## [Request A]
Decide whether each of these statements agrees with the passage on detecting compromised systems: (i) False positive results in known threat detection can reach 95%. (ii) Large enterprises can readily find and keep the forensic expertise needed to detect compromised systems. (iii) The resources required go down as the volume of data grows. For each, answer yes or no and quote the words of the passage that decide it.

## [Given passage]
■ ■ ■ ■
Being difficult to determine that a system has been compromised, some organisations employ a specialised team or tools to search out unusual activity that may be an indication a system has been compromised. The skillset for such a forensic examination is highly specialised and relatively rare and accordingly expensive to the extent that even large enterprises cannot locate necessary expertise and retain them for detecting compromised systems. It is often the case that either specialised forensic service providers or exceptionally large companies can locate and afford such staff but also provide them with sufficient on-going work.
Further, it is not unusual for specialised teams large or small to be technically deficit or weak in one or more aspects. Also, it will be appreciated that the resources required increases with the volume of data under consideration and often use of security rules that increase in number with data size results in outcomes having unacceptably high falsely identified threats or compromises. False ‘positive’ results in known threat detection can be as high as 95%. It is known this significantly reduces an enterprise's return on cost invested in the detection and limits cost effectiveness of any threat response remediation.
■ ■ ■ ■
(A block of data)
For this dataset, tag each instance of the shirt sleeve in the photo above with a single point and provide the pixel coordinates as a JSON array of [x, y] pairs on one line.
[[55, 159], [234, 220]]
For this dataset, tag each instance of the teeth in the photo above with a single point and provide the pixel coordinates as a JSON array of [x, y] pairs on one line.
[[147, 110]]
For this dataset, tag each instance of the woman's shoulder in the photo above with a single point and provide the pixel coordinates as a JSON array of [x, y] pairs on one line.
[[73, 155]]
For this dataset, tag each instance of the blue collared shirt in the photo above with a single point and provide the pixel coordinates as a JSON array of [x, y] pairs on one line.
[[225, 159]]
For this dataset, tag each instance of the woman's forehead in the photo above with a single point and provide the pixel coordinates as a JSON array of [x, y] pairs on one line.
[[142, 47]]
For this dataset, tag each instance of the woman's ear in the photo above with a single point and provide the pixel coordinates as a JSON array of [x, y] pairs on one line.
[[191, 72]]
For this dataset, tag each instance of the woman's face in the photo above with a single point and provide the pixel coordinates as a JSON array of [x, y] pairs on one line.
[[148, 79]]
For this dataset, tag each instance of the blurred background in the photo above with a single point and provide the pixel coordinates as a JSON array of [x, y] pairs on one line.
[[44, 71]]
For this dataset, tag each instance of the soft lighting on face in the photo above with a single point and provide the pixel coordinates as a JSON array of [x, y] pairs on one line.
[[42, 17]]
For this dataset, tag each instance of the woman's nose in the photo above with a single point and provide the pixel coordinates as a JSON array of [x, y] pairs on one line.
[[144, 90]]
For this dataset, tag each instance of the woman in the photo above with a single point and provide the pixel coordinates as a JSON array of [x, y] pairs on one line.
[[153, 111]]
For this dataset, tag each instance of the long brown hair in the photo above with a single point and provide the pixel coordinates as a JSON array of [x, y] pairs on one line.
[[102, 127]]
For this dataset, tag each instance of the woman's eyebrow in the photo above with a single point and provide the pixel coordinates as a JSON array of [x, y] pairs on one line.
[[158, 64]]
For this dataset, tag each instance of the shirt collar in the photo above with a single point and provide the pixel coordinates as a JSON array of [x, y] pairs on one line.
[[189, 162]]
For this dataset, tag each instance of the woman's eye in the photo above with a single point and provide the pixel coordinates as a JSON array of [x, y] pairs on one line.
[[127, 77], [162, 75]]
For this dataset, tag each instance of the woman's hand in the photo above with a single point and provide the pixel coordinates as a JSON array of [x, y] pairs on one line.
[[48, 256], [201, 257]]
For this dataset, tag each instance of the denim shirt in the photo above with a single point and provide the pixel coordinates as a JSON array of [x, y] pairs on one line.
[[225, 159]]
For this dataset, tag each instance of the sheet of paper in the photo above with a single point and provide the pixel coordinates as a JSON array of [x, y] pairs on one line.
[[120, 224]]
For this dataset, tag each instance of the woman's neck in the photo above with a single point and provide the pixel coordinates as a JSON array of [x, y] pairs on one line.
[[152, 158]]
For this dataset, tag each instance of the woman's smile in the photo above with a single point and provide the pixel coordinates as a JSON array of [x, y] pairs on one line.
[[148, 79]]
■ ■ ■ ■
## [Request B]
Write out everything from the line containing "For this dataset, tag each instance of the woman's smile" down to the end of the records, with 72 added to every coordinate in the answers.

## [Task response A]
(i) Yes: "False ‘positive’ results in known threat detection can be as high as 95%."
(ii) No: "even large enterprises cannot locate necessary expertise and retain them for detecting compromised systems."
(iii) No: "the resources required increases with the volume of data under consideration"

## [Task response B]
For this dataset, tag each instance of the woman's smile in the photo above with a single point and provide the pixel coordinates as a JSON array of [x, y] pairs on one line.
[[220, 151]]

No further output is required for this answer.